TAREFA 1 - Diga se cada afirmação abaixo está de acordo com o texto sobre a imprensa e o negacionismo: (a) a imprensa chamou de negacionistas as opiniões contrárias desde o começo da pandemia; (b) o texto afirma que ser negacionista é o mesmo que ter razão; (c) o texto cita Giordano Bruno e Galileu Galilei. Responda sim ou não a cada uma e cite as palavras do texto que decidem a resposta.
TAREFA 2 - Dê seguimento ao texto sobre a imprensa e o negacionismo, começando logo depois da última frase.

Pedro Almeida Vieira | Cidadão
O maniqueísmo jornalístico durante a pandemia é uma doença fatal. Desde o início da pandemia, a imprensa – coadjuvada pelos milhões do Governo – tratou de catalogar todas as opiniões contrárias como negacionistas.
Com o tempo, além das pessoas que clara (e erradamente) negavam até a existência do vírus, para o grupo dos negacionistas passaram todos aqueles que contestavam a estratégia assente em muitas idiotas medidas não-farmacológicas; que denunciavam o abandono no diagnóstico e tratamento das outras doenças para priorizar tudo para a covid-19; que contrapunham análises para contextualizar a covid-19 em função das outras pandemias (isto não é a Gripe Espanhola), da área geográfica (a doença não afecta de modo semelhante continentes nem países e nem sequer regiões ou hospitais) e da faixa etária.
Todos estes passaram a negacionistas. A imprensa tinha como única referência a Narrativa Oficial, vista como a Verdade. Não há, neste fenómeno, qualquer diferença com os tempos da Inquisição: Giordano Bruno e Galileu Galilei eram negacionistas. Por acaso com razão.
Ser negacionista não é, convém dizer, sinónimo de alguém com razão que apenas está a ser objecto de perseguição para que a Verdade seja conhecida.
Não tenho essa visão das coisas.
O problema é outro. A catalogação intencionalmente feita pela imprensa – e muito visível agora na vacinação dos adolescentes e jovens adultos, onde houve maior contestação , incluindo por médicos e peritos – tem um iníquo objectivo: chafurdar argumentos com o ferrete de negacionismo. E assim se recusa o debate, se impede a transparência, se abre caminho ao autoritarismo.

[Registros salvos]

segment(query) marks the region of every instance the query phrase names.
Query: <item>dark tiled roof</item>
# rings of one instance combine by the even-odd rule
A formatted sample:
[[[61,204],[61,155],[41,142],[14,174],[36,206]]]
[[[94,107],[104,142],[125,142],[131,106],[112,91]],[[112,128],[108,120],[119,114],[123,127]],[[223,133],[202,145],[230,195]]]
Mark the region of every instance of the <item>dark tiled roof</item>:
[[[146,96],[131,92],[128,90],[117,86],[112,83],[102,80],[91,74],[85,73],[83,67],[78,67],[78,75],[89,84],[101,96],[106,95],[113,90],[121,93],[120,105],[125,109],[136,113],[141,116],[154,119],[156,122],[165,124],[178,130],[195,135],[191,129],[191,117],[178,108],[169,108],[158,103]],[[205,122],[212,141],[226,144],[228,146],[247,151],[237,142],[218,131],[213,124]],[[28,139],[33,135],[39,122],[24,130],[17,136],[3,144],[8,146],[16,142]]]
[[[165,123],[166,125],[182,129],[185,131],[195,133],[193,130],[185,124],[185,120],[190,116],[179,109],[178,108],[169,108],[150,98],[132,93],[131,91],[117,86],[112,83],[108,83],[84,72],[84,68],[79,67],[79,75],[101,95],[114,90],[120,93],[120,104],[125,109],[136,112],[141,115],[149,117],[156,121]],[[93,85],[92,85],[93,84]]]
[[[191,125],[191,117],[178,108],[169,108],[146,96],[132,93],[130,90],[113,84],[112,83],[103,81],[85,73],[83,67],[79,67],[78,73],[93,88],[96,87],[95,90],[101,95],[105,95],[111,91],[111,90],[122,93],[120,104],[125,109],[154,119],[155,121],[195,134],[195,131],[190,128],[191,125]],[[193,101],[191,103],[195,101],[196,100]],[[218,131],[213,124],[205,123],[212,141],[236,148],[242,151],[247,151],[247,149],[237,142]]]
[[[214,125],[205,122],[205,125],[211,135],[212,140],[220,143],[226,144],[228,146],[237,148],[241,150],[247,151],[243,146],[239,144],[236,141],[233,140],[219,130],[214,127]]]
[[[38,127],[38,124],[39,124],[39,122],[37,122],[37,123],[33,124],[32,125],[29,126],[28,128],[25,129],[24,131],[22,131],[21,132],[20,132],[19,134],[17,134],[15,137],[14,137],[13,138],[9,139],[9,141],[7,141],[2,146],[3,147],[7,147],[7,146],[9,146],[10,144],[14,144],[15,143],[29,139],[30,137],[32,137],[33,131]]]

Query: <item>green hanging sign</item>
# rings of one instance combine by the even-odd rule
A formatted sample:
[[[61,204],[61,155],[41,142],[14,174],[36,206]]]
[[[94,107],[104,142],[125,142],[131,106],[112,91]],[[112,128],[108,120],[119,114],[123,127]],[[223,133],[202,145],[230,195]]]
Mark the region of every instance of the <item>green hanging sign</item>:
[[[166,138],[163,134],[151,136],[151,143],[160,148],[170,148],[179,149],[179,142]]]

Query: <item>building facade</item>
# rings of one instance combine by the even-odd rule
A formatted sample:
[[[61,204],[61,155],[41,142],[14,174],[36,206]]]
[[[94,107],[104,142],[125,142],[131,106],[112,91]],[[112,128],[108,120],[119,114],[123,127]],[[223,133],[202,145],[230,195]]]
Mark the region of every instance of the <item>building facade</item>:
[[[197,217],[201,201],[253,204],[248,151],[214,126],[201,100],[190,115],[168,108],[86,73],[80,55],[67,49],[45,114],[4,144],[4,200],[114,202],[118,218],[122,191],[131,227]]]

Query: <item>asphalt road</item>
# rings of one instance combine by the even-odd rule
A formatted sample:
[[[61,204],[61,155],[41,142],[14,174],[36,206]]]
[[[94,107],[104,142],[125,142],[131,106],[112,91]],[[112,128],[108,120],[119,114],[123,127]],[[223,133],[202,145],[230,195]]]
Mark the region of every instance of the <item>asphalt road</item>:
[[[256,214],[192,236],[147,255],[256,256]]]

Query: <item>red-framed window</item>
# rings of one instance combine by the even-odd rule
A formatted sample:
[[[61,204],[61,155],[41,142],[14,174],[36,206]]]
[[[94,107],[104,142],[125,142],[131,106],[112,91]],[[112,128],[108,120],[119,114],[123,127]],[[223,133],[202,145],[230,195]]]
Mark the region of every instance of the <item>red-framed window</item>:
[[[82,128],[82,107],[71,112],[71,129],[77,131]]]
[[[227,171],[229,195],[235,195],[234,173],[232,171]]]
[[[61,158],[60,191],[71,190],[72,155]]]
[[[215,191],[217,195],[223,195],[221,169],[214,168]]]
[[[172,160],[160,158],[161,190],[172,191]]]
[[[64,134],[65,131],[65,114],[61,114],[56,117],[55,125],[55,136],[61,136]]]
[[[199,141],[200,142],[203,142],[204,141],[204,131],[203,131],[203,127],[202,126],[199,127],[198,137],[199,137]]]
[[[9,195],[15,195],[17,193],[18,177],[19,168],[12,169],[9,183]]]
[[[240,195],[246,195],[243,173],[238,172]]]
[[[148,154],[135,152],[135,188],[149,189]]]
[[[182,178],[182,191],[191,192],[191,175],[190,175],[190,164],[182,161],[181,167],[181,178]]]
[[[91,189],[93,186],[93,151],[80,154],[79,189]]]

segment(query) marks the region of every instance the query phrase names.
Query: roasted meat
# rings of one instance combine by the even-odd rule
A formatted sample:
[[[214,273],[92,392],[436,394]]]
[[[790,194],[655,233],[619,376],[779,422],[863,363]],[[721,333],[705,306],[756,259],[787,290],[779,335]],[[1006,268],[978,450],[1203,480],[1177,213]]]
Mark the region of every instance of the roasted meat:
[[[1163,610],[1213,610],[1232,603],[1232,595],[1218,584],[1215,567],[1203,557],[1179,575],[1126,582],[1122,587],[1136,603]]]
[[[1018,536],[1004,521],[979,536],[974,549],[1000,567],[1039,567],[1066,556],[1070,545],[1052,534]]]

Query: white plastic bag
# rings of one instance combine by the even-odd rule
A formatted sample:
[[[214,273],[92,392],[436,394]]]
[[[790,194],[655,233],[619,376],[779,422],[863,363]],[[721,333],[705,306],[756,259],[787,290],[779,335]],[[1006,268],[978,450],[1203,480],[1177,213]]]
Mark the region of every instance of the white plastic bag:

RESPOSTA 1 -
(a) Sim: "Desde o início da pandemia, a imprensa – coadjuvada pelos milhões do Governo – tratou de catalogar todas as opiniões contrárias como negacionistas."
(b) Não: "Ser negacionista não é, convém dizer, sinónimo de alguém com razão que apenas está a ser objecto de perseguição para que a Verdade seja conhecida."
(c) Sim: "Giordano Bruno e Galileu Galilei eram negacionistas."

RESPOSTA 2 -
O jornalismo, e sobretudo o português, tem demonstrado uma indecente degradação nos últimos meses. Olhar os tiques de Rodrigo Guedes de Carvalho – a semicerrar os olhinhos e a mostrar cumplicidade com o vice-almirante Gouveia e Melo enquanto destrata os supostos negacionistas – é olhar para uma retrete onde jaz, disforme, os imundos restos de um banquete.
As mais recentes notícias da pandemia – que, sem excepção, retratam como negacionistas os contestários ao programa de vacinação (com um fármaco experimental) de jovens de risco nulo de doença grave, porque a prudência deve reger as medidas de Saúde Pública – apenas me merecem um comentário: votos de que, em breve, este jornalismo desapareça por acção de um saneador autoclismo. Os jornalistas, editores e directores que transformaram a imprensa nesta chafurdice são verdadeiros negacionistas do jornalismo. Se se mantiverem activos serão os coveiros de um jornalismo já moribundo.